Non casualmente, in occasione della festa che ricorda la nascita della nazione, si organizzano spesso sfilate militari che vorrebbero rassicurare i cittadini della protezione contro i nemici, interni e soprattutto esterni della patria. D’altronde il dizionario ricorda bene che il termine patria deriva dal latino pater, “padre” e indica in generale la terra natale, la terra dei padri, vale a dire il Paese, il luogo e la collettività cui gli individui si sentono affettivamente legati per origine, storia, cultura e memorie. Si tratta di una paternità esclusiva dove l’identità del cittadino si lega a quella della patria.

Da questo termine derivano gli altri che conosciamo, patriota, patriottismo, combattente per la patria o traditore della patria. Naturalmente il significato dipende dal momento, dai rapporti di forza, dai condizionamenti culturali, ideologici o religiosi. Gli organizzatori delle guerre e cioè i fabbricanti di armi, di confini e di interessi legati al mutevole capitalismo globale, usano con dovizia gli accenti romantico-identitari che la patria offre ai migliori acquirenti. In certe parti del mondo mettere assieme armi, bandiere e migliaia di morti è un tutt’uno. I nemici si troveranno al tempo opportuno.

Dati di partenza
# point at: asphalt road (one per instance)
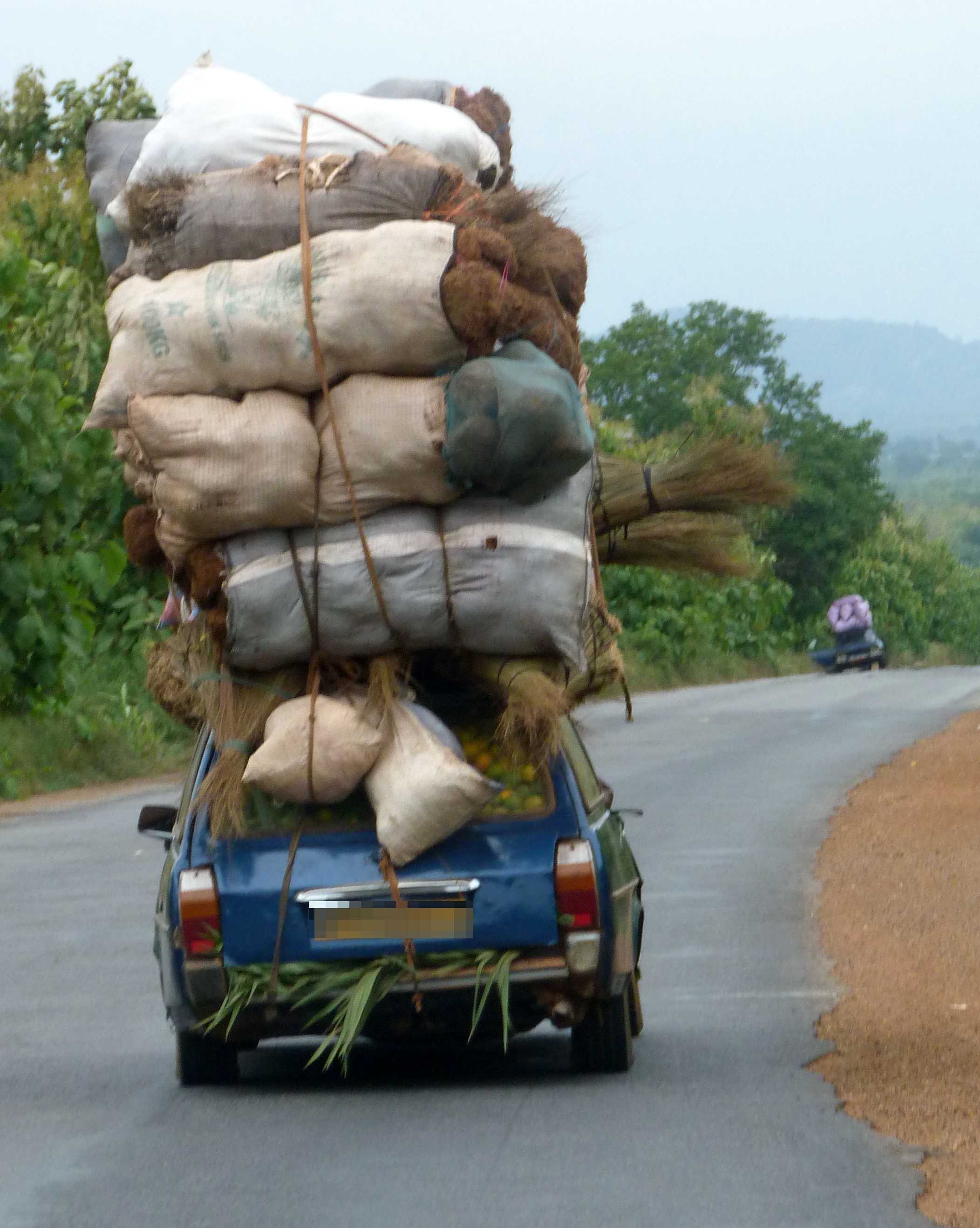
(719, 1125)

Consegne di lavoro
1/ Trascrivi il brano sulla patria a partire da "Da questo termine" e proseguendo fino a "al tempo opportuno.".
2/ Scrivi il seguito del brano sulla patria, riprendendo dopo la sua ultima frase.

Risposte fornite
1/
Da questo termine derivano gli altri che conosciamo, patriota, patriottismo, combattente per la patria o traditore della patria. Naturalmente il significato dipende dal momento, dai rapporti di forza, dai condizionamenti culturali, ideologici o religiosi. Gli organizzatori delle guerre e cioè i fabbricanti di armi, di confini e di interessi legati al mutevole capitalismo globale, usano con dovizia gli accenti romantico-identitari che la patria offre ai migliori acquirenti. In certe parti del mondo mettere assieme armi, bandiere e migliaia di morti è un tutt’uno. I nemici si troveranno al tempo opportuno.

2/
Conosciamo bene la curiosa tendenza a gestire la politica con alleanze ‘sacre’, il mercato come divino, le guerre ‘sante’ e la patria come il simbolo vivente della perennità. Morire sul lavoro o dopo una lunga e penosa malattia, di incidente o semplicemente di vecchiaia, non è lo stesso che morire sul ‘campo d’onore’ per la patria. Solo quest’ultima morte sarà degna di nota, di ricordo o di un monumento funerario. Morire per la giustizia e la verità non è comparabile al morire per la patria. Nella mentalità comune la divinità incarnata nella patria abbisogna di sacrifici umani. Fu così che nacquero e si svilupparono le conquiste coloniali e la ‘madrepatria’ da esportare dove necessario, in nome del popolo e nel nome di Dio. In questa stessa ottica furono mandati al macello migliaia e milioni di giovani, armati per difendere, proteggere o estendere i confini della patria. I grandi decidono le guerre, riescono a convincere la gente comune e sono i poveri coloro che ne soffrono le conseguenze.

Divinizzare ciò che per sua natura è una costruzione umana comporta riesumare un termine talvolta passato di moda eppure sempre attuale. Si tratta dell’idolatria.
Adorazione tributata a oggetti o a immagini a cui si attribuiscano caratteri e poteri divini… ciò è quanto ricorda la definizione classica del termine. Il denaro, il potere, la violenza salvifica, la guerra ‘santa’ e in generale quanto diventa il dio a cui sacrificare può definirsi idolatria. Come tutti gli idoli queste realtà non vedono, non parlano e non ascoltano. Si limitano a divorare o consumare chi diventa loro suddito. Non hanno un cuore ma solo interessi e contribuiscono a conservare il sistema di dominazione in buona salute.

Ridare relatività a concetti resi assoluti. Desacralizzare tutto ciò che è di umana fabbricazione e mettere al centro di tutto la fragilità e la sacralità della vita. Perché di quest’ultima non siamo né creatori né proprietari, ma solo umili testimoni.